--- START Text to read ---

Would it be enough if I taped a couple of layers of corugated cardboard to the outside? huh.gif

Rick
Lawrence
My recommendation... not that I have any interest in the matter... biggrin.gif

A cardboard box. A couple of layers thick. Lots of bubblewrap, especially around the vent glass and the corners.

Packed well with foam, shredded paper, crumpled paper or cardboard bits. Anything to brace or block the item from shifting in movement.

Let me know how much the materials to do this would cost.

-Rusty smoke.gif
pissed at tie rod ends
GWN7
These are Porsche's...all you need to do is roll do the window and attach a tag to the handle hole with Rusty's name and address on it. Greyhound will make sure it's delivered safe. smile.gif


Or

Is that Abram tank parts I'm thinking about? smile.gif
MarkV
Almost impossible to ship doors w/out damage. The first set I bought shipped common carrier. The second set were shipped UPS. Both sets were shipped w/ all of the guts in them. Both sets arrived w/ the edges folded over (hard to fix).


Late doors have a crash beam in them and they weigh over 60lbs each complete. If you are going to ship doors you need to strip them. You also need to attach something rigid to the front & rear edges of the doors to protect them.

My .02
Lawrence
A few years ago, I had two doors shipped to me from California to replace the rusted out shells on the Bee. Both were well packaged, and arrived without any damage.

Padding was taped to the edges of the doors, and especially the corners. Not a ding or a nick.

--- END Text to read ---
--- START Given records ---

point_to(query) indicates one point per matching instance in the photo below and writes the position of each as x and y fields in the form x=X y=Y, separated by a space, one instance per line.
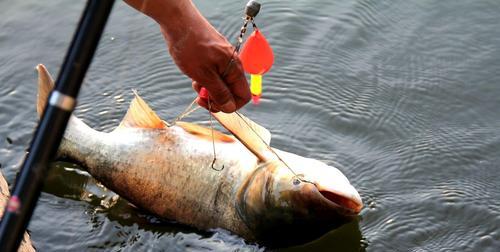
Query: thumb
x=220 y=95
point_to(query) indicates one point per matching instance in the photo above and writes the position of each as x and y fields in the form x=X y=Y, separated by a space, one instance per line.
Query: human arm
x=199 y=51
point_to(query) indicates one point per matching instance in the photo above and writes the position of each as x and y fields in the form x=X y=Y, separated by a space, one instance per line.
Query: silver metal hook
x=213 y=139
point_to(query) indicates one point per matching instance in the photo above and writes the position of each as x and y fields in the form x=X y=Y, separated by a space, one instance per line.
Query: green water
x=402 y=96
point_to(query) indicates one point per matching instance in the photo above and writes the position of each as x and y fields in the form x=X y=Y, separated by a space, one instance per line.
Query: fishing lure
x=257 y=58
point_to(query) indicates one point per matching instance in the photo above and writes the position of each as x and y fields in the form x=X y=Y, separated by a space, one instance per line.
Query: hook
x=213 y=138
x=213 y=165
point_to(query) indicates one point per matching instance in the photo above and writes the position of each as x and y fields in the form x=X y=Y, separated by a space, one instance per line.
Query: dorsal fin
x=140 y=115
x=255 y=137
x=45 y=85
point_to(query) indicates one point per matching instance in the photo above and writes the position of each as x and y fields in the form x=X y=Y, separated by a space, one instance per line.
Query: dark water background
x=402 y=96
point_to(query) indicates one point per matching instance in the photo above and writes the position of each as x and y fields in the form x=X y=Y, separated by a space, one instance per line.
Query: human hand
x=205 y=57
x=200 y=52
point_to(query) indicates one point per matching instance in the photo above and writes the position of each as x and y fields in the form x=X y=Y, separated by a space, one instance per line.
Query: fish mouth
x=344 y=198
x=351 y=204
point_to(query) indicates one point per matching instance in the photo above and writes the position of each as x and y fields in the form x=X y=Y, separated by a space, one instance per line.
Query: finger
x=204 y=103
x=220 y=94
x=196 y=86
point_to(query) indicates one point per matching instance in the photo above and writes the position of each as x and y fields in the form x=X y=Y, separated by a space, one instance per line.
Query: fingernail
x=228 y=107
x=203 y=93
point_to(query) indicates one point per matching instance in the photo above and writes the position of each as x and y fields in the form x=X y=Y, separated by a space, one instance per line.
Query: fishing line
x=213 y=138
x=297 y=178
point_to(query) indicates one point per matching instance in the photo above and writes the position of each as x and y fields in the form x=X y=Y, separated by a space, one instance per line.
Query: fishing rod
x=52 y=125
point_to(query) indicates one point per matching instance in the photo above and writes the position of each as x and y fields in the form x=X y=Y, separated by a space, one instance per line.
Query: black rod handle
x=53 y=123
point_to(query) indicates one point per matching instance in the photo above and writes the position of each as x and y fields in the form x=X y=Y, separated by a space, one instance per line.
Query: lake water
x=402 y=96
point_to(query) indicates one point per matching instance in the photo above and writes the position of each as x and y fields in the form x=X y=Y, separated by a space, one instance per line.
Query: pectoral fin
x=255 y=137
x=140 y=115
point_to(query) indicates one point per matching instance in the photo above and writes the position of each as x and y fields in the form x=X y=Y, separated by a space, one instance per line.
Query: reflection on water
x=402 y=96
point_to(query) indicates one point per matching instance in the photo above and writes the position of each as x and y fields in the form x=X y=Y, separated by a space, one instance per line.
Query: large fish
x=167 y=171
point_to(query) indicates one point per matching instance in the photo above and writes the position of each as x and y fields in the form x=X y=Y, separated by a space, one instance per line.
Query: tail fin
x=45 y=85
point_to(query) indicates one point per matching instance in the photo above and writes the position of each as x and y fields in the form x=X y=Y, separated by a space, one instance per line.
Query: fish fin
x=255 y=137
x=140 y=115
x=45 y=86
x=205 y=133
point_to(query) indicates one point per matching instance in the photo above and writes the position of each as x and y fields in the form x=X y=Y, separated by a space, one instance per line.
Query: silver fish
x=166 y=170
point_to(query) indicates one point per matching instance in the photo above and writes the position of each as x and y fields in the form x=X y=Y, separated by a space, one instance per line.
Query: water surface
x=402 y=96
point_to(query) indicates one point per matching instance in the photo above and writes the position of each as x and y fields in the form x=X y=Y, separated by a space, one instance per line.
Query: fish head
x=296 y=200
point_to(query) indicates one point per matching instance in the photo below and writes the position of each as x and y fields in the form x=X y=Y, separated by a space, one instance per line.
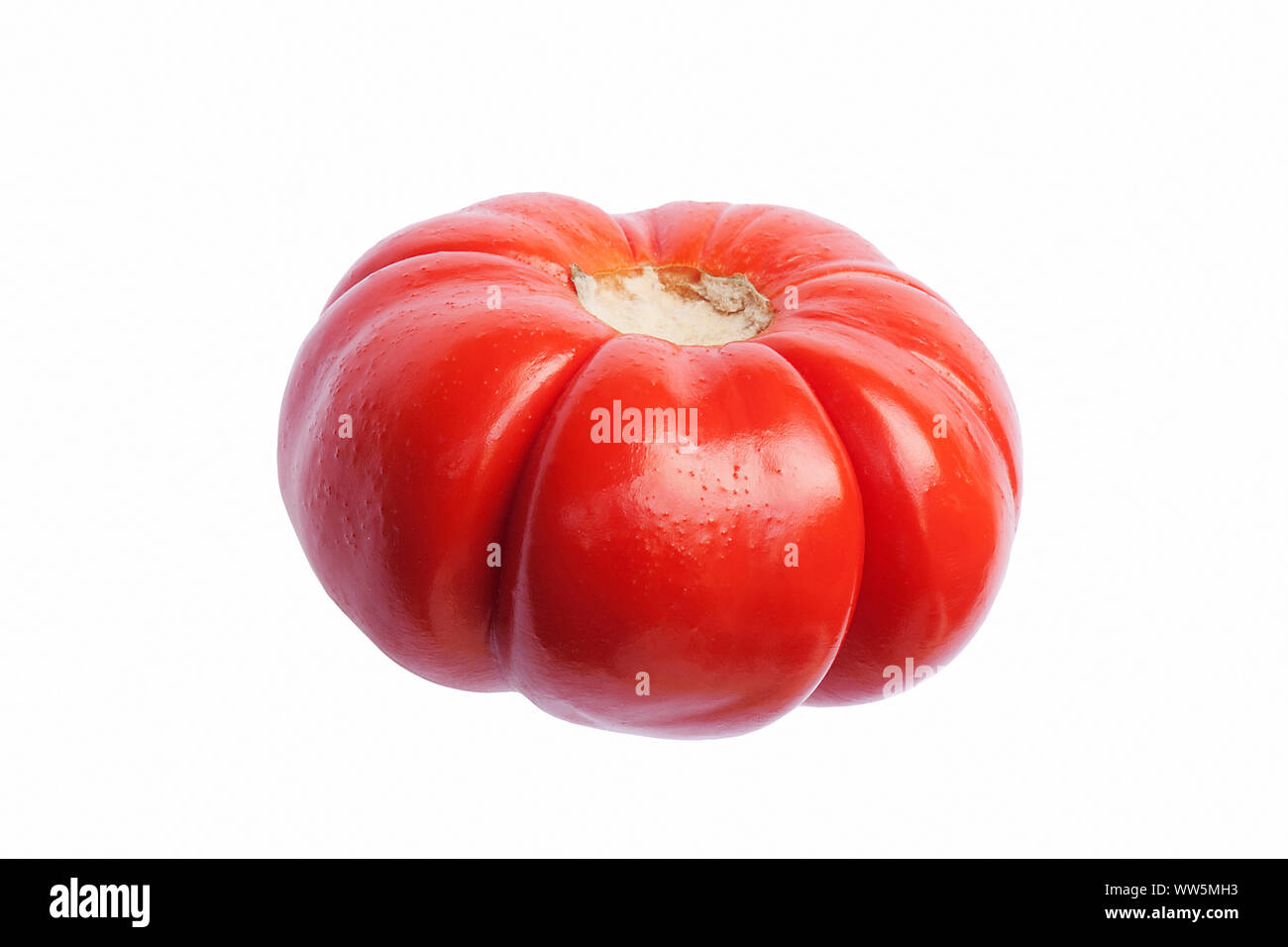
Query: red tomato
x=658 y=527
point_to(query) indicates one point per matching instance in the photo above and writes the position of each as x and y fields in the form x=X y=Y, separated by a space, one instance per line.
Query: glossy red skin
x=472 y=427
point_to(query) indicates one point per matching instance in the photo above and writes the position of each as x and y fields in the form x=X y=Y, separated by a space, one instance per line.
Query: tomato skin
x=848 y=504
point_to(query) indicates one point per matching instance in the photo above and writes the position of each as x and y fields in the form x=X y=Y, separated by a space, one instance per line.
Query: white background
x=1099 y=188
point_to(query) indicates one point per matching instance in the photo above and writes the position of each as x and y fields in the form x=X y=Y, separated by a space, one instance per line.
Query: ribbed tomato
x=636 y=467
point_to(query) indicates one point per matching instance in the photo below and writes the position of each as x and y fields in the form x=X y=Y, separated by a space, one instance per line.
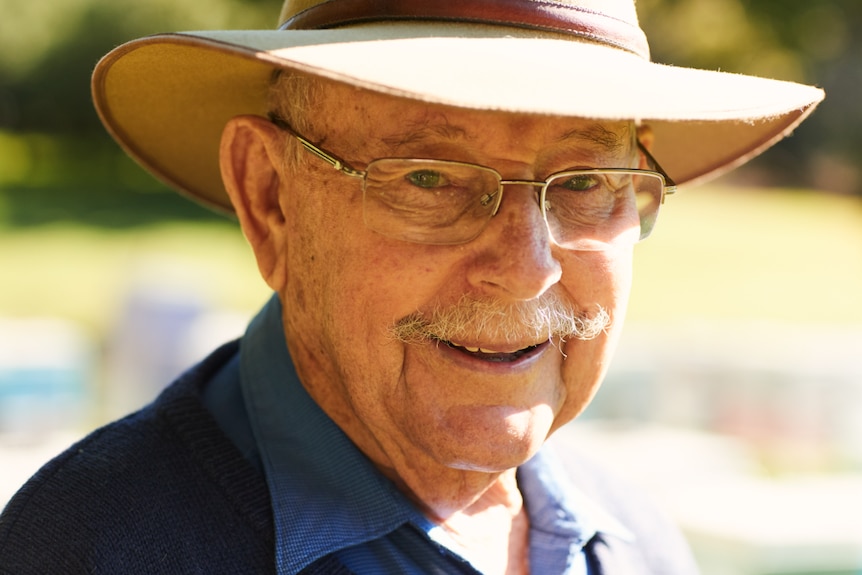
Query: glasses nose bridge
x=503 y=183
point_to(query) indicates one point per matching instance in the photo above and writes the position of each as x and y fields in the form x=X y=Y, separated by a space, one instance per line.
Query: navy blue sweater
x=165 y=491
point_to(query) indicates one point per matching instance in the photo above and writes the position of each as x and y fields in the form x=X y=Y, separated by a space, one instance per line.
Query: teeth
x=477 y=349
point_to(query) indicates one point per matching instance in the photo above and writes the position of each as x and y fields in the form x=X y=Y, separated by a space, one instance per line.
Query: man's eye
x=427 y=179
x=580 y=183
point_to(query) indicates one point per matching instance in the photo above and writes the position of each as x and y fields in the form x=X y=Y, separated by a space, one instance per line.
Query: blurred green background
x=742 y=358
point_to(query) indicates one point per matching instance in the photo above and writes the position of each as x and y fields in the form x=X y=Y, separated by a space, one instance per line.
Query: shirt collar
x=326 y=494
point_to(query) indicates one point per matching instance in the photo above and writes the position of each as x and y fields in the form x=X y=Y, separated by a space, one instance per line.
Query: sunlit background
x=736 y=396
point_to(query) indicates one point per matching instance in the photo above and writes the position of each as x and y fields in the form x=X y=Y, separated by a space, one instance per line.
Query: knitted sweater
x=164 y=491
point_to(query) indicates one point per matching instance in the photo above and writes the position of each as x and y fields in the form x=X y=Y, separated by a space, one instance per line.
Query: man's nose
x=515 y=259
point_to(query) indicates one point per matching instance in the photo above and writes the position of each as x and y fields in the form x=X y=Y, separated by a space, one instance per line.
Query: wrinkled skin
x=445 y=425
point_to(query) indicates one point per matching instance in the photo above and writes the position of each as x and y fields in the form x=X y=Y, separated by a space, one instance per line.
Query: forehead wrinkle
x=598 y=134
x=424 y=130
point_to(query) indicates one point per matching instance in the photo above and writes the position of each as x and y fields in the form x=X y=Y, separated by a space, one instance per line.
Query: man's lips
x=493 y=355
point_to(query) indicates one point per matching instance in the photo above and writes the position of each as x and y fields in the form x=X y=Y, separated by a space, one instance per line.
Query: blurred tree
x=811 y=42
x=57 y=162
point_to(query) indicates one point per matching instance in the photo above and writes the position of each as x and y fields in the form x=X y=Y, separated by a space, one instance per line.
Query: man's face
x=425 y=400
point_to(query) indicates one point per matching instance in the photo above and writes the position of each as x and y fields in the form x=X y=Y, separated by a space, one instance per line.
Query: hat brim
x=167 y=98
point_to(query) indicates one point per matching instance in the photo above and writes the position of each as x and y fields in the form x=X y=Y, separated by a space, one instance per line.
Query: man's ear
x=252 y=166
x=646 y=138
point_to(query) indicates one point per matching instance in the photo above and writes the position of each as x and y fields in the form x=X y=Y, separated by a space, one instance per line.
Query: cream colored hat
x=166 y=98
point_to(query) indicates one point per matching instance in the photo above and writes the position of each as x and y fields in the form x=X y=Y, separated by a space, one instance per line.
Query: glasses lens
x=429 y=201
x=597 y=209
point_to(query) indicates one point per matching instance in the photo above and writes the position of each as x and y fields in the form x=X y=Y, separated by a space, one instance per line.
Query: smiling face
x=484 y=395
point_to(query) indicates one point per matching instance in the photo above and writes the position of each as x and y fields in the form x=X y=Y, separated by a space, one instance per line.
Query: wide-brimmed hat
x=166 y=98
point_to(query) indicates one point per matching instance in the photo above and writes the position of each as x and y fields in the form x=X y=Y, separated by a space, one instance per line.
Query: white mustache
x=548 y=317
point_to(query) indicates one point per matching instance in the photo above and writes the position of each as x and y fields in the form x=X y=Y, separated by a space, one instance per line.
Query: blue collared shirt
x=328 y=498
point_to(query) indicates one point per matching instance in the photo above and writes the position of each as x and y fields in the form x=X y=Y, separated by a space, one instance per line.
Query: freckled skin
x=441 y=425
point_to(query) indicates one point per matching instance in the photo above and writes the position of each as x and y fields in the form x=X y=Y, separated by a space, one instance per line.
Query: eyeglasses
x=445 y=202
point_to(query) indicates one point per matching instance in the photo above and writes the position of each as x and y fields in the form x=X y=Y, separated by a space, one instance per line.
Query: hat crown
x=611 y=22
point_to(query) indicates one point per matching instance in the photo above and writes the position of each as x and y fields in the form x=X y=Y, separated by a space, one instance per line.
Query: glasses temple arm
x=669 y=185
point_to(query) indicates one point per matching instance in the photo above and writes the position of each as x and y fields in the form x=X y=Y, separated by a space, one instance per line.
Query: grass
x=717 y=253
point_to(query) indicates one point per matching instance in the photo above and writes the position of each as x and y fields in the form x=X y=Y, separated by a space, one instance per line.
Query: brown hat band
x=538 y=15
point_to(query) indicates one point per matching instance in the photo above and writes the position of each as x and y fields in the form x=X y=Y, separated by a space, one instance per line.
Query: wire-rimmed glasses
x=445 y=202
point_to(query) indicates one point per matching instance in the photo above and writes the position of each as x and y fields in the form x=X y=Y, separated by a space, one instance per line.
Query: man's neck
x=493 y=532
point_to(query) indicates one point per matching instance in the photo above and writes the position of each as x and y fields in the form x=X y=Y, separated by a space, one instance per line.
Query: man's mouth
x=493 y=355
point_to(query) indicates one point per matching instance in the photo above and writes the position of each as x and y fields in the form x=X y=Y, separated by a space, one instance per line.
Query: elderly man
x=444 y=197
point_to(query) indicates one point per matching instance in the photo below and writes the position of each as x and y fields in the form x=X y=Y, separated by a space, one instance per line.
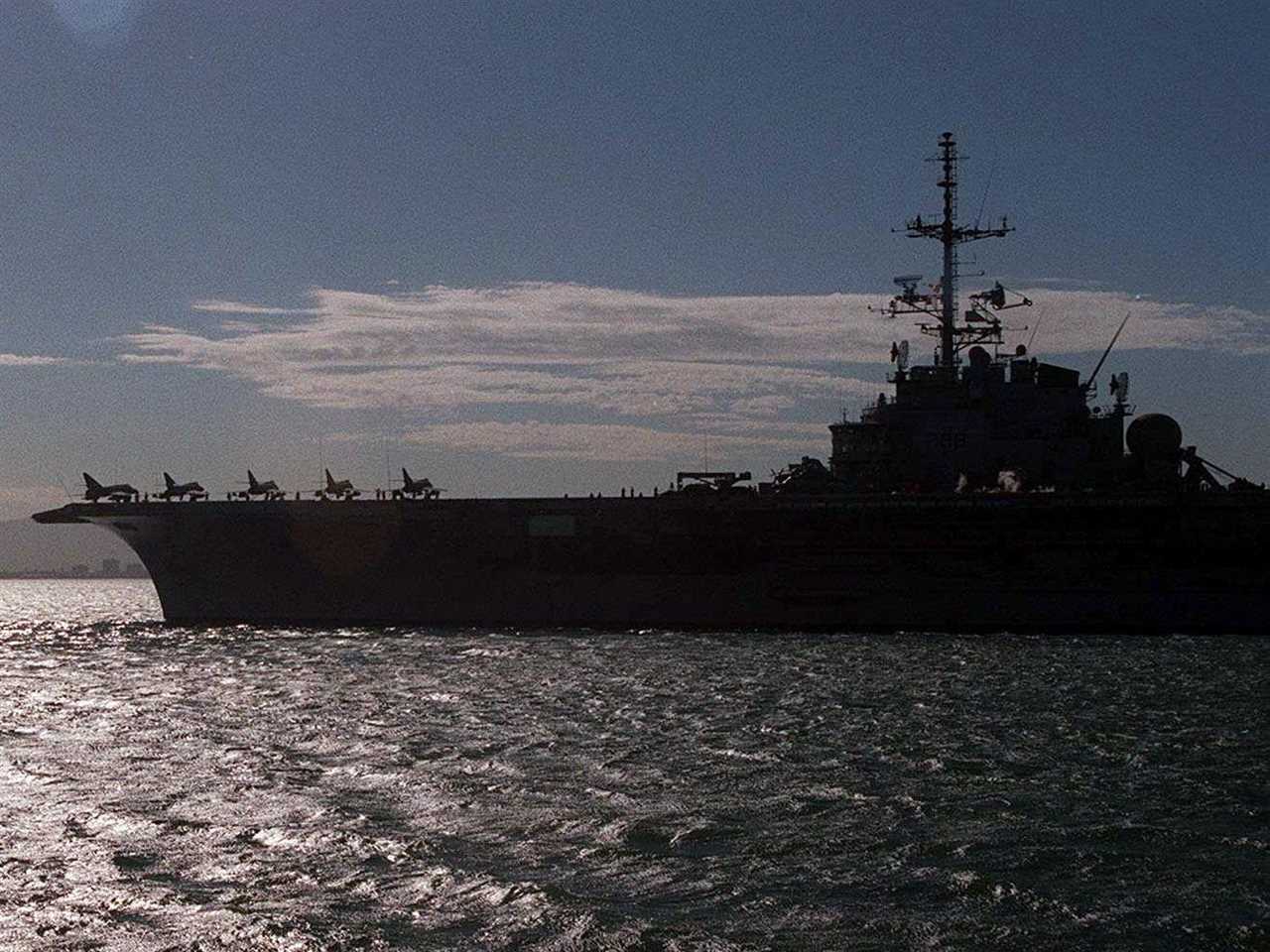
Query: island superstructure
x=989 y=490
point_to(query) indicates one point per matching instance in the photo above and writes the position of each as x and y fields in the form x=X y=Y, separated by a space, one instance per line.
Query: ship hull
x=988 y=562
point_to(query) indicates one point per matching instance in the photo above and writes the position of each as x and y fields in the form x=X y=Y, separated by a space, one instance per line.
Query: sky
x=531 y=249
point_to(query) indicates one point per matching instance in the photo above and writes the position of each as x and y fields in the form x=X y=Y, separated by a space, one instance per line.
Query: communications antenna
x=942 y=302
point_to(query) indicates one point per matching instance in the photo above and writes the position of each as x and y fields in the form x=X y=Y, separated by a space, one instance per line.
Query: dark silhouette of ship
x=989 y=492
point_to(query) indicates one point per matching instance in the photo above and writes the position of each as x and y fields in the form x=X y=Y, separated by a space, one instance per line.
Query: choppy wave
x=234 y=788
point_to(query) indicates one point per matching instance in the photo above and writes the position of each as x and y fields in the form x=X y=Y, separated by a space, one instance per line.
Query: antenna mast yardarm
x=951 y=235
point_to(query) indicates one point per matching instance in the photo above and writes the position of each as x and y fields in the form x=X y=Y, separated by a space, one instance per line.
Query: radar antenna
x=942 y=302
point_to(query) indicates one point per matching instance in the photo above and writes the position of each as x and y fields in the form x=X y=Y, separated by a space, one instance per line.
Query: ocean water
x=243 y=788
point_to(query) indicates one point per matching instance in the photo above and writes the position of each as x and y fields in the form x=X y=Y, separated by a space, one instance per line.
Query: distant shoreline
x=67 y=576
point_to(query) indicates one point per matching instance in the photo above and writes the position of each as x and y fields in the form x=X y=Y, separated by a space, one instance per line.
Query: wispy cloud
x=619 y=373
x=37 y=361
x=221 y=306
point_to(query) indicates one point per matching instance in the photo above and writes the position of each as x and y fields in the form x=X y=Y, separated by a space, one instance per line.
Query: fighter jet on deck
x=116 y=493
x=177 y=490
x=336 y=489
x=254 y=488
x=416 y=488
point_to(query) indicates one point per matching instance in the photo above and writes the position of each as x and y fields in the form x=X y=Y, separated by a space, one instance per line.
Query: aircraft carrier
x=987 y=492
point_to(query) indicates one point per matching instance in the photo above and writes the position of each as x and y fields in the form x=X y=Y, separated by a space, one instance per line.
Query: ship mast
x=951 y=235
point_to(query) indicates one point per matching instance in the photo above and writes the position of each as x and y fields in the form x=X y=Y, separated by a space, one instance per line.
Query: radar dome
x=1153 y=435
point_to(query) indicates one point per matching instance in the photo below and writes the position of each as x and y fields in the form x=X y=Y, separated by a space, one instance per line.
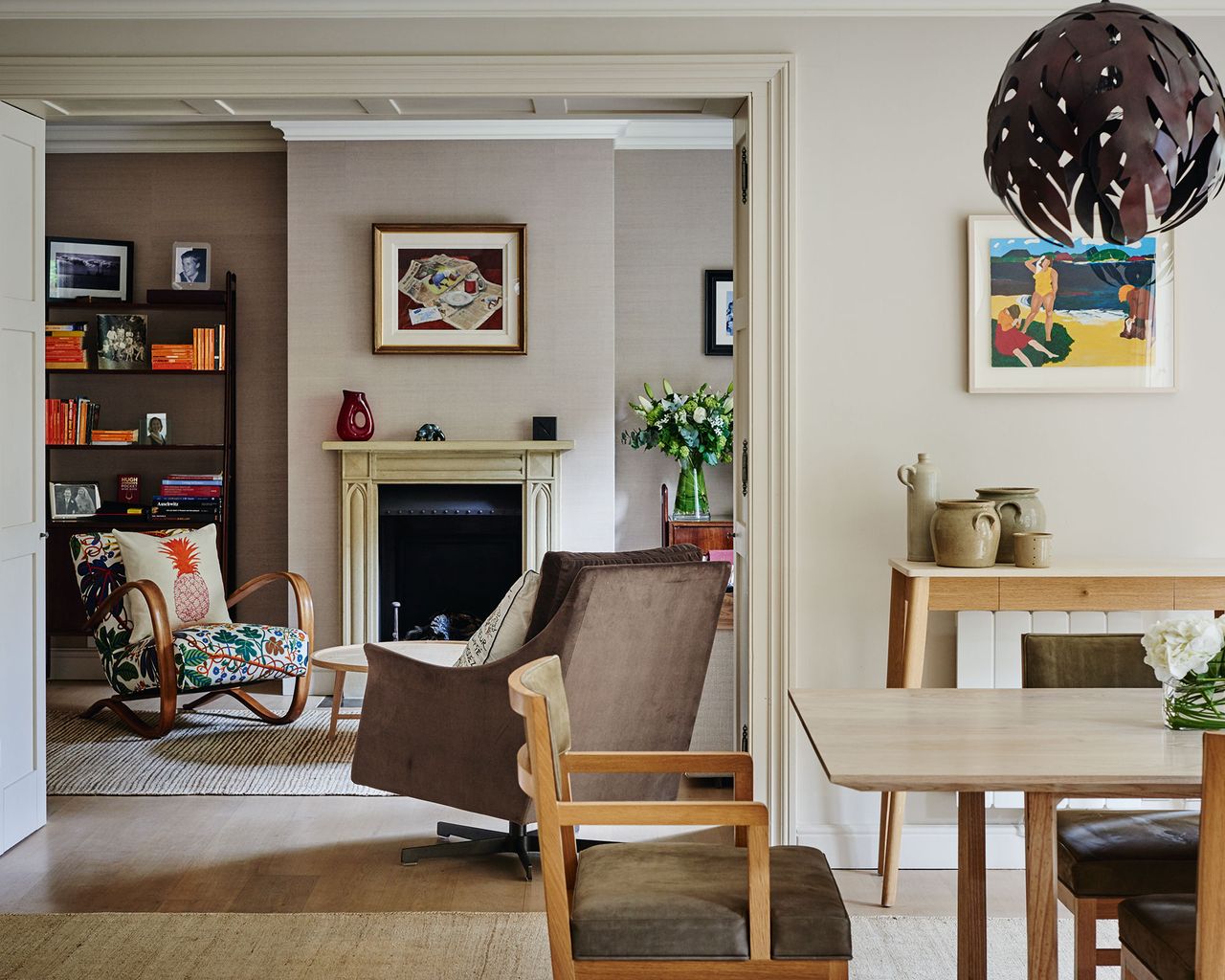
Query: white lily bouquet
x=1189 y=657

--- END Given records ---

**Request A**
From the forum thread about shipping car doors, copy the passage that starts at the words "Packed well with" and ends after "this would cost.".
**Request B**
In the forum thread about shipping car doors, which materials are suggested for packing the box so the item can't shift?
**Request C**
In the forum thread about shipping car doors, how much does a complete late door weigh?
You can leave the entries aside; they aren't needed here.

**Complete answer A**
Packed well with foam, shredded paper, crumpled paper or cardboard bits. Anything to brace or block the item from shifting in movement.

Let me know how much the materials to do this would cost.

**Complete answer B**
Foam, shredded paper, crumpled paper, and cardboard bits.

**Complete answer C**
Over 60 pounds each.